Write the next part of the passage arguing that poor American government spurs commercial initiative, picking up after its last sentence.

Excerpt ▸
——

As was the case with public schools, our government is atrocious. This unfortunate circumstance redounds to the benefit of American Genius. Bad government generates commercial initiative.
Few of America's elite university graduates go into government. Virtually none have done so in the second half of the 20th Century. This is unlike most other industrial countries that siphon off the meritocratic elite for government service.
How bad is our government, really? People often point out that many governments have terrifying internal spy organizations and America doesn't.
That is more a commentary on the incompetence of our government. The FBI was run for forty years by a megalomaniac who was paranoid and still was able to do very little harm. The worst that we know of was having the FBI fabricate letters from Martin Luther King, and forcing Universities to deny him honorary doctorates. The CIA spent thirty years infiltrated to the very top by outside spies, so that true Russian defectors were punished while phonies were treated lavishly. In addition the CIA's economic estimates of the USSR were 300% wrong. The INS, our immigration agency, is so ineffective that five times as many people come to the U.S. illegally as legally every year. The Anti drug enforcement agencies get larger budgets every year while stopping a smaller percent of the drug trade. Our government, measured in effectiveness is atrocious.
All of this is fine with me. Drug money is a great source of outlaw capital and new business, illegal immigrants are a commercial blessing. The CIA funded the entire computer world and the military created the internet, because their "human resources" (spies) were so inadequate.

——

Material supplied ▸
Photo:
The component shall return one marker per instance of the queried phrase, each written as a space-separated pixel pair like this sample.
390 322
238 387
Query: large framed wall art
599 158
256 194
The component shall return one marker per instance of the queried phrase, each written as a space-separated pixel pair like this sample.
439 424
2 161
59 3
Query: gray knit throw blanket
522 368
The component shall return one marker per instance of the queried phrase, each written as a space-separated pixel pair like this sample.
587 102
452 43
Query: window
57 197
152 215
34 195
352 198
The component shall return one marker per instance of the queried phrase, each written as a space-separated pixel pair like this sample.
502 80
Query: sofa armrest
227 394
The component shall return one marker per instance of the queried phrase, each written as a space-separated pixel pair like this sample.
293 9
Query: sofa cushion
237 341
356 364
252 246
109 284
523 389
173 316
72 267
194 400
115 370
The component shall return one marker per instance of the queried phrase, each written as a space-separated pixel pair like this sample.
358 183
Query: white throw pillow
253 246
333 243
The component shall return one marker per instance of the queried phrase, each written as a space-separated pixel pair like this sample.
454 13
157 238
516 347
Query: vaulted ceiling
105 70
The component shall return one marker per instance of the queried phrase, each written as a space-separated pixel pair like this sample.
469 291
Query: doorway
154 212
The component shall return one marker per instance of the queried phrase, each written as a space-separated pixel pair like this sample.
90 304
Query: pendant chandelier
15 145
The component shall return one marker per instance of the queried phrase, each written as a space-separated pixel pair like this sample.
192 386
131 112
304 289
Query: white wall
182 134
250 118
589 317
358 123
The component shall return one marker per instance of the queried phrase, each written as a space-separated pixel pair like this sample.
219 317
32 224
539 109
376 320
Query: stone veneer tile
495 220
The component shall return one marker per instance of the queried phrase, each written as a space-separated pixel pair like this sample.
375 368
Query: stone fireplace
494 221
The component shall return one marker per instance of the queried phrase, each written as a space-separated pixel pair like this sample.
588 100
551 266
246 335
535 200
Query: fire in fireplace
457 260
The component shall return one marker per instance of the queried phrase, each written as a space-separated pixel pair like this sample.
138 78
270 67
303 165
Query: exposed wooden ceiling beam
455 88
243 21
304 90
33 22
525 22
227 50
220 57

——

Response to this task ▸
One of the greatest disgraces of our government is a great bonus. Our legislatures and our courts are openly more responsive to business campaign donations than in Japan or in any European nation. Our courts, when measured by independent analysts reveal overwhelming bias towards commercial interests when commercial interests are in conflict with social or political interests.
Tough luck for all of our moralists. All of this is great for commerce, the ultimate source of the American Genius. Our bad government, "bad" meaning incompetent, bloated and openly corrupted by commerce is a wonderful source of America's commercial, technological, scientific and cultural genius.
I have not ignored the work of Mancur Olsen. Olsen is one of our geniuses who pointed out that commerce depends on the legal protection of property rights and on judicial stability. We have both. Many banana Republics only have corruption without the protection of property rights and judicial stability.
I wish to apologize for what I have just written to the many fine, competent, diligent and caring government employees and public office holders. Fortunately, you probably agree with me from the perspective of your own agency or institution.
This is beginning to seem weird. I like the atrocious institutions of education and government and now I am about to praise bigotry. Why, you may ask?
I don't praise American bigotry, I commend the way we handle bigotry. We are very open about it. That is what happens in America when bigotry reaches the stage where it is publicly acknowledged. Most societies, long after a particular form of bigotry comes to the public's attention make an effort to quietly resolve the issue. Think of the woman's movement, the sexual freedom movement and the minority rights of Africans and Mediterraneans in nearly all of the Northern European nations. The solution to this emerging recognitions of bigotry was: quiet, slow, mediated, reform and accommodation.
Not in America. In America our bigotry is trumpeted and open battles ensue. The most notorious was the anti civil rights movement. White Southerns were open, blatant, occasionally violent and full of Sturm und Drang. The anti-gay movement is the most recent example of a trumpet blowing national campaign. Plenty of debate, political battles, some violence and media coverage.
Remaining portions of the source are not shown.